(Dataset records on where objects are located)
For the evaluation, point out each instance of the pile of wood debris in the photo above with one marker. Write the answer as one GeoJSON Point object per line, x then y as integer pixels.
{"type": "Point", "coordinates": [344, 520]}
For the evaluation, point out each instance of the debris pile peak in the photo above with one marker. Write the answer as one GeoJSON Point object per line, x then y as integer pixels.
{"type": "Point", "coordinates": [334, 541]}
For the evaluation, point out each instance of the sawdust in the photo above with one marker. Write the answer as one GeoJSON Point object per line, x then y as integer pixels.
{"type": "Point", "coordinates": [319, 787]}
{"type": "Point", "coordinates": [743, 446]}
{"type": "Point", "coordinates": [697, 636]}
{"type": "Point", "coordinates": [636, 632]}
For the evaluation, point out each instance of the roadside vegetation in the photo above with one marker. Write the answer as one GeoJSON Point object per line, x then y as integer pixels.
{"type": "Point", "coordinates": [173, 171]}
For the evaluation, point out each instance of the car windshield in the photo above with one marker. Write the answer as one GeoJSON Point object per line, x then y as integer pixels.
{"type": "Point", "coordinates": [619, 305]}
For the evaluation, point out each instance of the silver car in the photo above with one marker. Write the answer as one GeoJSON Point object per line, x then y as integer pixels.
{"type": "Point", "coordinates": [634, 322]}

_The request_: Update all of the material above by putting "dot" wherever "marker" occurs, and leave every other part unchanged.

_Response to this exercise_:
For the evaluation, point out each instance of the pile of wood debris in the photo above with one dot. Write the answer as one GeoJSON Point object per line, x then y as integer pixels.
{"type": "Point", "coordinates": [344, 520]}
For the evaluation, point out each instance of the debris pile peak in the photo above with one dot. Write the answer as one GeoJSON Point object per line, x then y as integer pixels.
{"type": "Point", "coordinates": [334, 541]}
For the evaluation, point out each instance of the sawdust in the photo above with one dot. Write the answer as one GeoJSON Point object per line, x then y as integer pixels.
{"type": "Point", "coordinates": [319, 787]}
{"type": "Point", "coordinates": [743, 446]}
{"type": "Point", "coordinates": [697, 636]}
{"type": "Point", "coordinates": [636, 632]}
For the evaluation, point out each instance of the roadside vegetation in the photo above with one dot. Write the answer as one GeoJSON Point object per line, x then y as integer pixels.
{"type": "Point", "coordinates": [173, 171]}
For the evaluation, point out each instance of the car windshield in the photo above with one dot. Write the answer as one GeoJSON Point object per line, x then y as integer pixels.
{"type": "Point", "coordinates": [619, 305]}
For the evaluation, point out each instance of the silver car in the photo above with one dot. Write the answer as one GeoJSON Point object per line, x then y as integer pixels.
{"type": "Point", "coordinates": [634, 322]}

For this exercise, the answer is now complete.